- Goal
Return only the line that contains "In the picture above, where can the cream" and each line after it, through the last line of the data below, copied exactly.

- Excerpts of pointing data
------------

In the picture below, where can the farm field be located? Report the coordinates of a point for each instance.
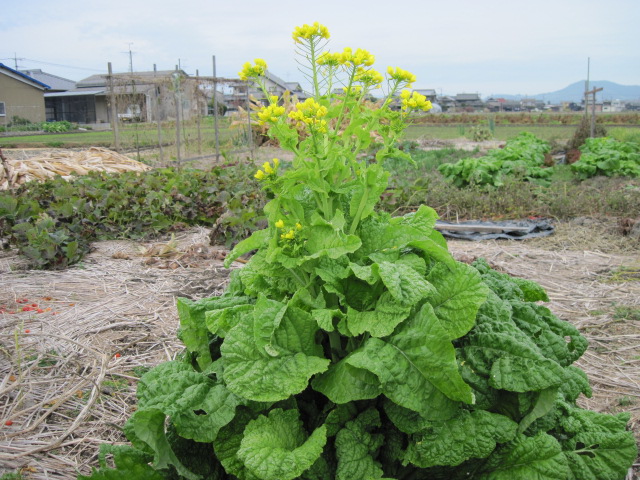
(69, 374)
(71, 360)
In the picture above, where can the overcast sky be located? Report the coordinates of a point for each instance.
(453, 46)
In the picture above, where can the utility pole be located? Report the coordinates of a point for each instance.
(130, 58)
(593, 108)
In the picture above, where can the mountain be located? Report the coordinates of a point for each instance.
(575, 92)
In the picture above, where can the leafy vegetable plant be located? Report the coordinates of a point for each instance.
(352, 346)
(521, 157)
(607, 156)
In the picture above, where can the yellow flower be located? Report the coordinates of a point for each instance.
(289, 235)
(267, 168)
(270, 114)
(369, 77)
(310, 113)
(414, 101)
(253, 71)
(401, 75)
(328, 59)
(307, 32)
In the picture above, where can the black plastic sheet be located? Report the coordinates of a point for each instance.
(510, 230)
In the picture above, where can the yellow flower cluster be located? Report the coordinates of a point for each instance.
(359, 58)
(414, 101)
(252, 71)
(307, 32)
(369, 77)
(290, 235)
(401, 75)
(329, 59)
(267, 169)
(310, 113)
(270, 113)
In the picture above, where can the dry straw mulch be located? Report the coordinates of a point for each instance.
(69, 384)
(65, 163)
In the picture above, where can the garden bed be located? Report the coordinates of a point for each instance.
(68, 385)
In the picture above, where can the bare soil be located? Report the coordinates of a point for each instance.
(68, 374)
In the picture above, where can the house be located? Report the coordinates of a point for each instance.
(20, 96)
(139, 96)
(469, 102)
(58, 104)
(273, 84)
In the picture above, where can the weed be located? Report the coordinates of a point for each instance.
(625, 401)
(627, 313)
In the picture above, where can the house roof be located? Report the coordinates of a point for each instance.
(427, 92)
(100, 80)
(54, 82)
(76, 93)
(22, 77)
(467, 96)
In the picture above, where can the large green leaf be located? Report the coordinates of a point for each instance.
(292, 358)
(130, 463)
(257, 239)
(467, 435)
(510, 359)
(276, 447)
(538, 457)
(405, 285)
(381, 321)
(177, 391)
(460, 292)
(356, 446)
(417, 366)
(193, 329)
(227, 445)
(343, 383)
(146, 429)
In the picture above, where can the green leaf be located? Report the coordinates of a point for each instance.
(193, 327)
(343, 383)
(406, 285)
(543, 405)
(221, 320)
(605, 456)
(177, 391)
(130, 463)
(146, 428)
(276, 447)
(417, 366)
(326, 240)
(381, 321)
(454, 441)
(510, 359)
(367, 194)
(356, 447)
(527, 457)
(227, 445)
(252, 373)
(460, 292)
(257, 239)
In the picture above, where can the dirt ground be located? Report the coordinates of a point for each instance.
(68, 366)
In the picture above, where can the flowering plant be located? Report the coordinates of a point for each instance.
(352, 346)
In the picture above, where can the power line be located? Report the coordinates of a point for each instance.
(53, 64)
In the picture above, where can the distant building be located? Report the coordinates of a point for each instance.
(469, 102)
(273, 84)
(21, 96)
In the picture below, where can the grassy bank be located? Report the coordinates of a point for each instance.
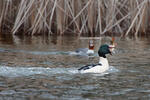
(75, 16)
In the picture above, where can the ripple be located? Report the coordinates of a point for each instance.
(6, 71)
(23, 71)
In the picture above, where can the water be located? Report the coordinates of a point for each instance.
(45, 68)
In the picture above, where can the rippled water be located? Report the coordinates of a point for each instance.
(45, 68)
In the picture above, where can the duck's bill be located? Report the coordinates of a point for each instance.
(112, 49)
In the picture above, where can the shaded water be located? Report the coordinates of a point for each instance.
(45, 68)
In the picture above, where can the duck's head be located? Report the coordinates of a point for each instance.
(105, 49)
(91, 45)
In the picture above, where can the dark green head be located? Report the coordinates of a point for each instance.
(103, 50)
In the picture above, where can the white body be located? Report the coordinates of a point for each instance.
(98, 68)
(90, 51)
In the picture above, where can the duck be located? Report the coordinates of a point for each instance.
(103, 64)
(86, 51)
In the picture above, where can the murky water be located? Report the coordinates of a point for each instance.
(45, 68)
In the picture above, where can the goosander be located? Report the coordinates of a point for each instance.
(103, 64)
(87, 51)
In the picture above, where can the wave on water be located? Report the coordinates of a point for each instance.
(6, 71)
(27, 71)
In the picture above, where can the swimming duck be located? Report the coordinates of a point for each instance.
(103, 64)
(87, 51)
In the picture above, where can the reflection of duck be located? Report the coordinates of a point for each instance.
(103, 65)
(88, 51)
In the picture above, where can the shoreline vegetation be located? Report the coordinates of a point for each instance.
(92, 17)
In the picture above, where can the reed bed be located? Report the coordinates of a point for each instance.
(75, 16)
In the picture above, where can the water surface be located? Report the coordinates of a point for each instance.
(45, 68)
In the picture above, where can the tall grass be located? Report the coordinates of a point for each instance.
(75, 16)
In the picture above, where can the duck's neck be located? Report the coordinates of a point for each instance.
(103, 61)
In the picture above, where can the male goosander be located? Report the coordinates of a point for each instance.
(103, 65)
(87, 51)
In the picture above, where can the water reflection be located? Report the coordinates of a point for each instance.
(36, 67)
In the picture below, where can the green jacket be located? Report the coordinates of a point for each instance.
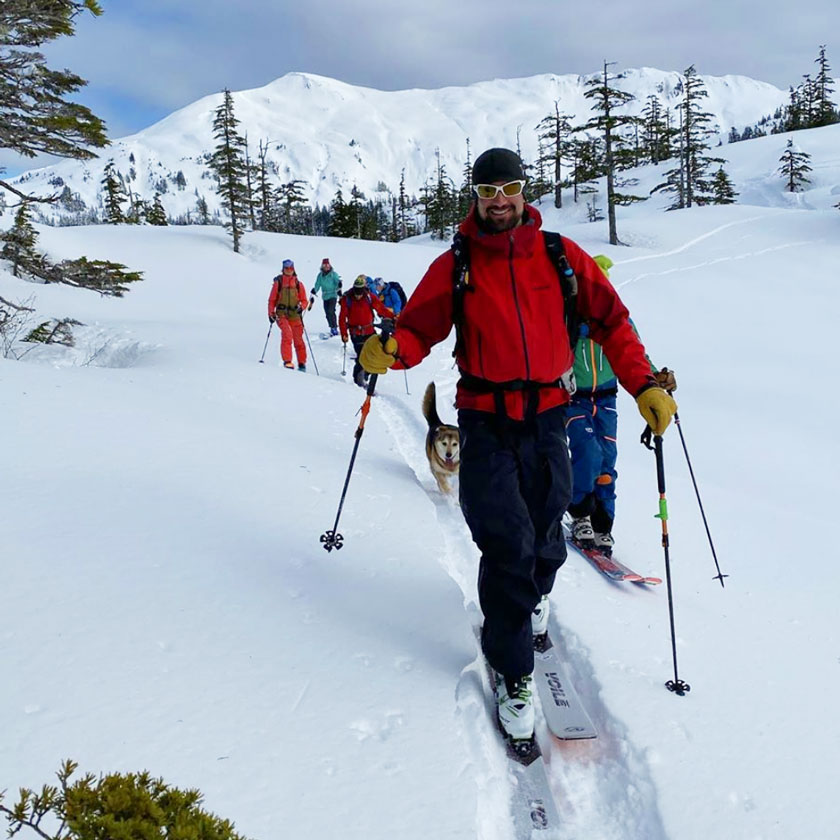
(592, 370)
(328, 283)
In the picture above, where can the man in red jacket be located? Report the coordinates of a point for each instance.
(515, 356)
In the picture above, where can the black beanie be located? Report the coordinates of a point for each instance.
(497, 165)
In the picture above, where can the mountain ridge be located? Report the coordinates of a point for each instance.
(332, 134)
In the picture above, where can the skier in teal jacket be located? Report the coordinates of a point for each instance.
(591, 427)
(329, 284)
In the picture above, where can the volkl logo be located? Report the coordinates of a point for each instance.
(558, 693)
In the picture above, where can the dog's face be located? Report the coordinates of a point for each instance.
(447, 446)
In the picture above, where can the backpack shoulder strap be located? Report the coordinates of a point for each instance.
(460, 284)
(568, 283)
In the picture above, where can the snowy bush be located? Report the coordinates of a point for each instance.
(117, 806)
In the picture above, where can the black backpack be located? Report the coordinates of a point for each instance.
(568, 284)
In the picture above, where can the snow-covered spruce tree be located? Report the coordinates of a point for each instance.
(723, 191)
(113, 195)
(794, 167)
(156, 214)
(825, 111)
(605, 100)
(440, 202)
(465, 192)
(554, 131)
(229, 166)
(35, 116)
(114, 805)
(19, 241)
(657, 133)
(691, 181)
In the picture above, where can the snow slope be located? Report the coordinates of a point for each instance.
(332, 134)
(166, 603)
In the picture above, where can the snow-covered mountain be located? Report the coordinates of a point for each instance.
(331, 134)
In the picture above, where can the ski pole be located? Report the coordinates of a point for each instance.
(310, 346)
(332, 539)
(676, 685)
(719, 576)
(262, 358)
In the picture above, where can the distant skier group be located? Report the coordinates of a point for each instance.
(287, 305)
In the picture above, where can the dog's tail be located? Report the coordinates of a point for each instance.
(430, 407)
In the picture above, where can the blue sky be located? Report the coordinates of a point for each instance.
(144, 59)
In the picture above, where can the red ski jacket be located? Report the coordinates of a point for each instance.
(287, 294)
(513, 325)
(356, 314)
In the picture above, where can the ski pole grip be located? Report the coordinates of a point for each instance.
(660, 462)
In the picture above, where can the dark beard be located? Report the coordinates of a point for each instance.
(487, 225)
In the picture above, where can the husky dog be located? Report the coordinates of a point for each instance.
(442, 443)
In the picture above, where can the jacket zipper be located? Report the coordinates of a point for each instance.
(519, 312)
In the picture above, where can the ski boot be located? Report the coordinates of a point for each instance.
(539, 623)
(604, 543)
(515, 709)
(582, 532)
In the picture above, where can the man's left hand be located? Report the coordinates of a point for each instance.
(657, 407)
(376, 358)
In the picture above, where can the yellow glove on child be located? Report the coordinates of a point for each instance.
(657, 407)
(375, 358)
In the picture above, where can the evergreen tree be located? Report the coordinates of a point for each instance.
(19, 241)
(230, 168)
(692, 181)
(341, 222)
(554, 131)
(114, 195)
(657, 134)
(723, 192)
(465, 193)
(825, 111)
(795, 167)
(439, 202)
(605, 100)
(35, 116)
(202, 210)
(156, 215)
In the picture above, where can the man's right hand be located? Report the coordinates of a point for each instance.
(666, 380)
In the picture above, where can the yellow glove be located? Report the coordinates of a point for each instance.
(375, 358)
(657, 407)
(604, 263)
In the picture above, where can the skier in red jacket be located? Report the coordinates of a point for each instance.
(285, 306)
(515, 358)
(355, 320)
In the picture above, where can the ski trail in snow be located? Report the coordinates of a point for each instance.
(603, 788)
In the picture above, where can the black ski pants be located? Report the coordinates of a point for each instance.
(515, 484)
(329, 311)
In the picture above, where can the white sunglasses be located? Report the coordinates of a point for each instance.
(510, 189)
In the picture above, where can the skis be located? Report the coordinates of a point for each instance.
(532, 803)
(609, 566)
(564, 714)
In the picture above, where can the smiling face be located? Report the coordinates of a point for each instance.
(501, 212)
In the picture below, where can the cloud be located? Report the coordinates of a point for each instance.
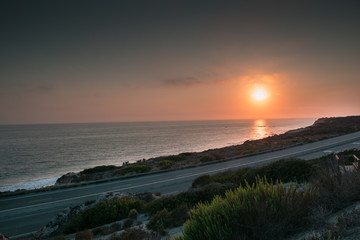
(201, 79)
(44, 89)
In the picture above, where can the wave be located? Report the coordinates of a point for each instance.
(46, 182)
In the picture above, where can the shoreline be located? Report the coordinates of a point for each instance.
(322, 128)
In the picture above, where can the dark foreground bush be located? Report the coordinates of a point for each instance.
(103, 213)
(190, 198)
(285, 170)
(164, 219)
(338, 187)
(133, 234)
(85, 235)
(134, 168)
(98, 169)
(259, 211)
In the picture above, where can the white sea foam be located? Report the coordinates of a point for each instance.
(30, 185)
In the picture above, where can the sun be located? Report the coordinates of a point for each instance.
(259, 95)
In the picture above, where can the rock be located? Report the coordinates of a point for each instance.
(68, 178)
(2, 237)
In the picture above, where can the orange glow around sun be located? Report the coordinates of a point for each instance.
(259, 94)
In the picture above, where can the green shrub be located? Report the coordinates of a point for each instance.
(98, 169)
(175, 158)
(133, 214)
(133, 169)
(165, 164)
(104, 212)
(128, 223)
(258, 211)
(164, 219)
(207, 159)
(285, 170)
(190, 198)
(133, 234)
(337, 187)
(104, 230)
(201, 181)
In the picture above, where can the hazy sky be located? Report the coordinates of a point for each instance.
(100, 61)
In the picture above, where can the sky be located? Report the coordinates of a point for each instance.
(109, 61)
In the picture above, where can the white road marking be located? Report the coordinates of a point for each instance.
(328, 151)
(170, 193)
(39, 200)
(126, 185)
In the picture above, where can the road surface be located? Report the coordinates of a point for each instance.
(25, 214)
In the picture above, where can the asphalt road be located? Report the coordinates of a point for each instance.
(27, 213)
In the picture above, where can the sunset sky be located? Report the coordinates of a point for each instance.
(106, 61)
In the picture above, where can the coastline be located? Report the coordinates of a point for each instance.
(322, 129)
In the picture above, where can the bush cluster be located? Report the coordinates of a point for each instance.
(134, 168)
(262, 210)
(285, 170)
(99, 169)
(103, 213)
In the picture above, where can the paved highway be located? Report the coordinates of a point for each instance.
(27, 213)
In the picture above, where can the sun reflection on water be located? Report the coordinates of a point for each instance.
(260, 129)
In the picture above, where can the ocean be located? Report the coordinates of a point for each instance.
(33, 156)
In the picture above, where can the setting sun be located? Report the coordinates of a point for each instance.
(259, 95)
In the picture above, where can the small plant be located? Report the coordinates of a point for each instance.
(134, 168)
(262, 210)
(204, 159)
(165, 164)
(104, 212)
(128, 223)
(133, 214)
(98, 169)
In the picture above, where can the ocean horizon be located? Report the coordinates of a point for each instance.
(35, 155)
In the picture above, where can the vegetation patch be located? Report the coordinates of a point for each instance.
(103, 213)
(262, 210)
(134, 168)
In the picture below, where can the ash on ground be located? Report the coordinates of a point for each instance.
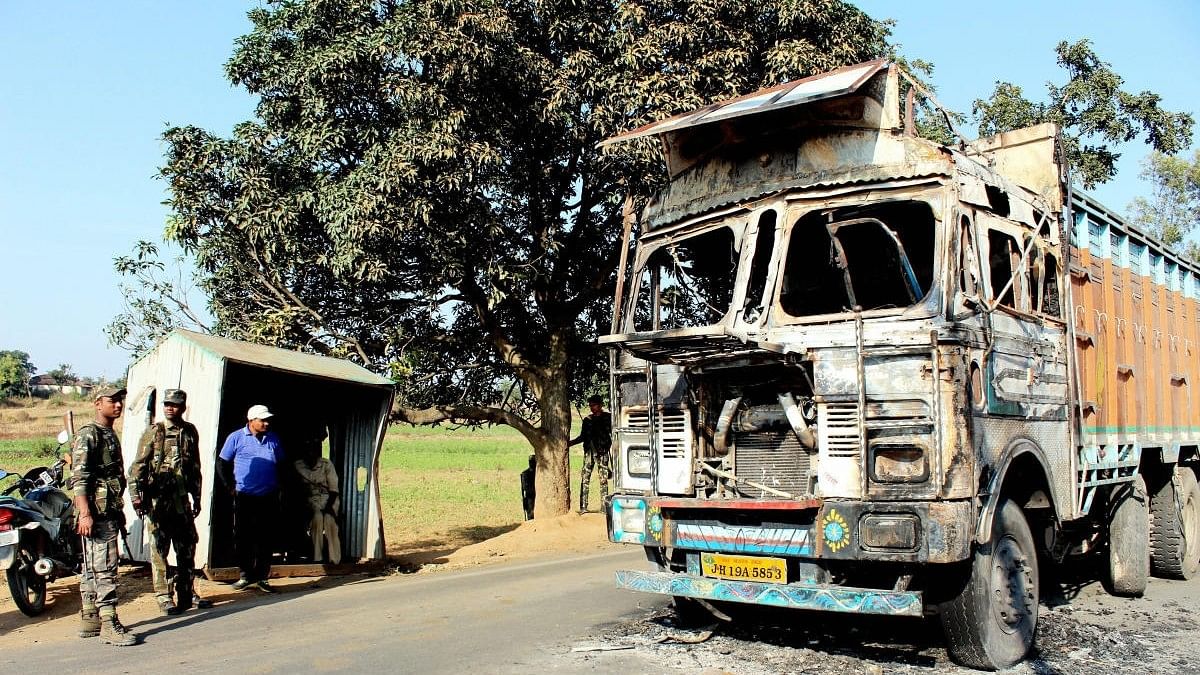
(1135, 638)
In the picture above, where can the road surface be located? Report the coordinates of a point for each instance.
(498, 619)
(564, 615)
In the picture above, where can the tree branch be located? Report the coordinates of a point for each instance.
(468, 413)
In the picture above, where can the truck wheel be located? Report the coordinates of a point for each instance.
(1175, 527)
(1128, 543)
(990, 622)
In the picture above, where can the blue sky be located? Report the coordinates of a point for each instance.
(88, 88)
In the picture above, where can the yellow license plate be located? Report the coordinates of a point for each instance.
(744, 568)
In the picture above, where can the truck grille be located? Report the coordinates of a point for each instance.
(838, 429)
(673, 432)
(774, 459)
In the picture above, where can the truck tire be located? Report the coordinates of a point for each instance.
(1175, 527)
(1128, 541)
(991, 621)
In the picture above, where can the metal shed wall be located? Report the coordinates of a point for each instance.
(220, 380)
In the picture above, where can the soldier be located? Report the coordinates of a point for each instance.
(97, 487)
(597, 437)
(165, 472)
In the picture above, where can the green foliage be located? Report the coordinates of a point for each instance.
(16, 369)
(421, 189)
(63, 375)
(1173, 209)
(1093, 112)
(156, 299)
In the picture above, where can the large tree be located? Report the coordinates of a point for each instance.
(16, 369)
(1173, 209)
(421, 189)
(1096, 114)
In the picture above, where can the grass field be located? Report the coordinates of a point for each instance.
(439, 487)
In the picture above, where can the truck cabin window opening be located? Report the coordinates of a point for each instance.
(876, 257)
(688, 282)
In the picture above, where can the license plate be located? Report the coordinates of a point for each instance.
(744, 568)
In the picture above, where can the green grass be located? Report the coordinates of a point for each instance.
(438, 485)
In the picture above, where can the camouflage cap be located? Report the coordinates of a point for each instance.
(107, 392)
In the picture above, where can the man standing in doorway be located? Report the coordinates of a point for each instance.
(250, 461)
(163, 476)
(97, 485)
(319, 481)
(597, 437)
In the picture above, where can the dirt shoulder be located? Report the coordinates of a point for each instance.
(563, 535)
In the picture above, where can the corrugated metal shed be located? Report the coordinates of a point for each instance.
(283, 359)
(225, 377)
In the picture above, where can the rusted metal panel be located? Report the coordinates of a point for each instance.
(1137, 335)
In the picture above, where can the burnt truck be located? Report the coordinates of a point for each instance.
(856, 370)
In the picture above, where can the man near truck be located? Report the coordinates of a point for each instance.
(97, 487)
(597, 437)
(163, 476)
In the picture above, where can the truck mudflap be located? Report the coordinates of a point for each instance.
(796, 596)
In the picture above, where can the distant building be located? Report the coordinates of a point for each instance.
(46, 386)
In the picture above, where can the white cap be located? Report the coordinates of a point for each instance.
(258, 412)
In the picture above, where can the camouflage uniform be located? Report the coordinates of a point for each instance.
(597, 435)
(165, 472)
(96, 466)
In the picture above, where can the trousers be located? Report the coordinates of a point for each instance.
(256, 518)
(169, 531)
(600, 461)
(97, 586)
(323, 529)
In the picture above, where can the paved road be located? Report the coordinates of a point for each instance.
(502, 619)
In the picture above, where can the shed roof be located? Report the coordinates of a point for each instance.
(282, 359)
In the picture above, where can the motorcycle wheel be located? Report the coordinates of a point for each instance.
(28, 587)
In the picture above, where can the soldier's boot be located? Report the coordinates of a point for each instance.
(112, 632)
(89, 622)
(167, 605)
(183, 587)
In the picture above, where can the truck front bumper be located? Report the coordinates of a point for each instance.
(796, 596)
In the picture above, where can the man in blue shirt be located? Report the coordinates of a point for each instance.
(250, 463)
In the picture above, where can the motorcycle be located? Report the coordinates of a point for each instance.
(37, 533)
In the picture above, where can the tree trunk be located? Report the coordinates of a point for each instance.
(553, 476)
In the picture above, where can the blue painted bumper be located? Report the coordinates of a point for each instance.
(797, 596)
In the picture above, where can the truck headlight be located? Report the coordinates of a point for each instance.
(899, 464)
(637, 461)
(628, 520)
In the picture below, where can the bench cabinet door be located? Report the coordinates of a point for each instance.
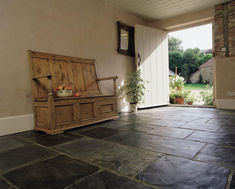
(106, 109)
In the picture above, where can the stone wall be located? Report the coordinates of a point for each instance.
(224, 55)
(206, 73)
(224, 29)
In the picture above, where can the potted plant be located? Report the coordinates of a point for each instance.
(177, 82)
(134, 89)
(190, 99)
(178, 96)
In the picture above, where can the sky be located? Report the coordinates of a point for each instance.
(200, 37)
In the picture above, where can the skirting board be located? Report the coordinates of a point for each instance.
(225, 104)
(16, 124)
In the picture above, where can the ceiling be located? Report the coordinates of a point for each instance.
(152, 10)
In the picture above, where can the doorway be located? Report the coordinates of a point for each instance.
(191, 66)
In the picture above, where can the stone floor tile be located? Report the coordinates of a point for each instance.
(23, 153)
(201, 126)
(100, 132)
(232, 183)
(4, 185)
(225, 129)
(167, 145)
(217, 154)
(10, 143)
(108, 124)
(85, 147)
(55, 173)
(170, 132)
(105, 180)
(141, 127)
(45, 139)
(124, 160)
(213, 137)
(179, 173)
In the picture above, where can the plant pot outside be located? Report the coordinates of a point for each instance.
(179, 100)
(133, 107)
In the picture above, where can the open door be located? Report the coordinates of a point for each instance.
(151, 47)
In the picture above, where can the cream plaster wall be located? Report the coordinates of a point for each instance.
(225, 77)
(80, 28)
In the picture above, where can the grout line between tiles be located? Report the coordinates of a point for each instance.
(229, 178)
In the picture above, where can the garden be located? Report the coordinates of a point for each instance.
(190, 94)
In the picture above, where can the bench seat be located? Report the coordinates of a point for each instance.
(54, 114)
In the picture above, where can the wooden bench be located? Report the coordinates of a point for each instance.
(53, 114)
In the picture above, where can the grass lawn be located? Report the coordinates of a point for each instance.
(195, 86)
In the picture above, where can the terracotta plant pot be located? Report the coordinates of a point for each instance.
(179, 100)
(133, 107)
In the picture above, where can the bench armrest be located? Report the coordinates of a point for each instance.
(42, 76)
(107, 78)
(49, 76)
(114, 78)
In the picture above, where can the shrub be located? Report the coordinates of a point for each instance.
(176, 82)
(134, 87)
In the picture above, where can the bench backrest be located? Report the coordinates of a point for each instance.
(76, 72)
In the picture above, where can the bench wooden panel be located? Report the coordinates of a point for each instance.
(53, 114)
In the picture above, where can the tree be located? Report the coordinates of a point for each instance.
(174, 44)
(175, 59)
(187, 61)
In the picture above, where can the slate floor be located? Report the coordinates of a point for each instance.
(165, 148)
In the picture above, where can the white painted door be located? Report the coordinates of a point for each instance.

------------

- Result for this exercise
In the picture above, where can the cream plaster wall be located? Report the coordinates of a point for each instance.
(225, 77)
(80, 28)
In the picture above, where can the grout line between tiles be located? Report the coordinates of a point for each instance.
(229, 178)
In the picture above, where can the garden be located? Report the coordinates of a point for each instance.
(190, 94)
In the picture above, where can the bench seat be located? Report the coordinates of a point for each instance.
(54, 114)
In the picture above, where can the wooden bench be located? Report the coordinates of a point for each instance.
(53, 114)
In the picture above, where can the grass lawn be located? Report the coordinates of a point for each instance.
(195, 86)
In the picture above, where can the terracotta plant pot be located? Report the coordinates of a point for each instance.
(179, 100)
(133, 107)
In the picture above, where can the bench armrest be located? Report the coordinates of a point for each instance.
(42, 76)
(107, 78)
(49, 76)
(114, 78)
In the picture above, where can the shrub be located? Report the coordinates of a point for each instance.
(176, 82)
(134, 87)
In the picture above, where can the bench backrest be located? Report the coordinates of a point for each instance.
(76, 72)
In the picture above, where can the bench wooden panel be located? Report the coordinates of a point for each instance.
(53, 114)
In the picture above, where can the tree be located? Report the coordinates of a point for each instance.
(174, 44)
(175, 59)
(187, 61)
In the picture above, where can the slate floor be located? Report the coordinates of a point for each instance.
(165, 148)
In the picture above, where can the white painted door be located? Report the coordinates of a point for each instance.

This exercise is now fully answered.